Data lines:
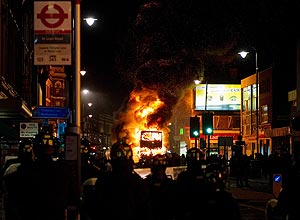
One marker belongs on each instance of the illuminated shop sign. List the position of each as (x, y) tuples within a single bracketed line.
[(218, 97)]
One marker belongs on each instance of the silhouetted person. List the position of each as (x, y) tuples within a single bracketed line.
[(162, 189), (198, 187), (43, 190), (288, 199), (122, 193), (25, 160)]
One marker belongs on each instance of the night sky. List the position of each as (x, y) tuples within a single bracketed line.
[(220, 26)]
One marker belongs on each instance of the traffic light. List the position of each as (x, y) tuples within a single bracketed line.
[(207, 123), (194, 127)]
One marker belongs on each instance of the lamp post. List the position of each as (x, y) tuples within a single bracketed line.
[(243, 54)]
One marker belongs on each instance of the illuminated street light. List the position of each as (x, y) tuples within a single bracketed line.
[(82, 72), (243, 54), (90, 21), (85, 91)]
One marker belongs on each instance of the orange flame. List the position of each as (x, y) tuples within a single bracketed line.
[(142, 113)]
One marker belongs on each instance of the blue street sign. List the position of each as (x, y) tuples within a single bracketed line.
[(51, 112)]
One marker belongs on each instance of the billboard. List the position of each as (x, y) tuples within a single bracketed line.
[(218, 97), (52, 33)]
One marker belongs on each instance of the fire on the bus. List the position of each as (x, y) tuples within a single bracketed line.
[(142, 123)]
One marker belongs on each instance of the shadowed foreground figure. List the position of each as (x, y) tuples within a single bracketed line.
[(162, 189), (43, 189), (198, 187), (122, 193)]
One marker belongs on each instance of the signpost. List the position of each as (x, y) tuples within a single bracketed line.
[(51, 112), (52, 30)]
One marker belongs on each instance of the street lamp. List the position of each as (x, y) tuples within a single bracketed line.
[(82, 72), (90, 20), (243, 54)]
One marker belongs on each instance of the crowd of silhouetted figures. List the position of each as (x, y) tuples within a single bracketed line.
[(40, 187)]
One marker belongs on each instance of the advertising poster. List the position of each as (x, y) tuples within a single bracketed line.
[(52, 33), (218, 97)]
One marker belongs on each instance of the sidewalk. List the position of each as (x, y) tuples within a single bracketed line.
[(253, 192)]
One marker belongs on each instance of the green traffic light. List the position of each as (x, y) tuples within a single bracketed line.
[(209, 130), (195, 133)]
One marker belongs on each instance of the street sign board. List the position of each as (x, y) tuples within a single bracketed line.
[(51, 112), (28, 129)]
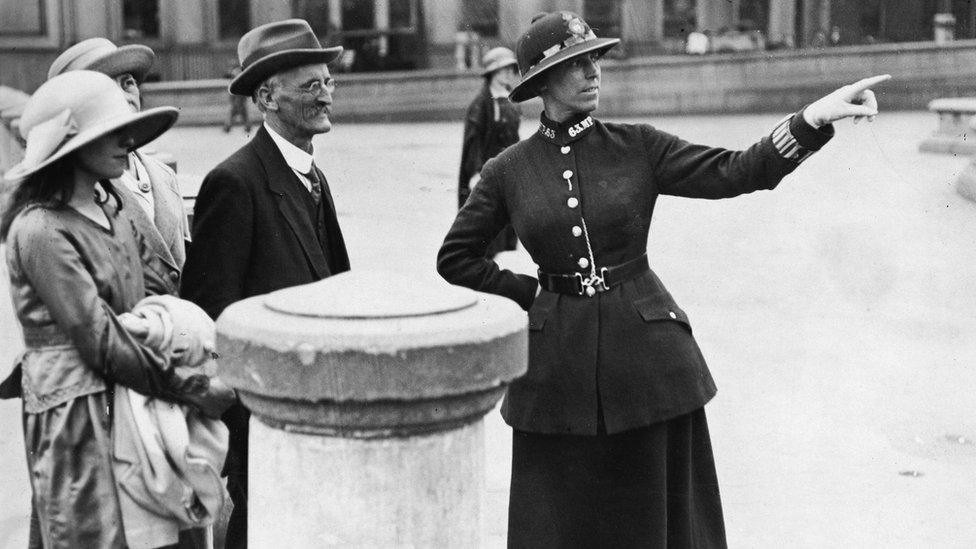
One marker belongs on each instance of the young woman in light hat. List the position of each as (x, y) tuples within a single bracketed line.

**Goal**
Reproduce verbatim every line above, from the line containing "One marker belongs on each instance of the green" through the final line of the records, inclusive, and omit the pictures from your answer.

**Full output**
One marker belongs on each instance of the green traffic light. List the position of each as (x, y) tuples within a single bracketed line.
[(209, 130), (195, 133)]
One marker belongs on each instance of the street sign board. List the position of each as (x, y) tuples within a single bracketed line.
[(51, 112), (28, 129)]
One marker belongs on each instance of the young woman in light hat. List the position of each as (x, y) tuples within a single bracketed line.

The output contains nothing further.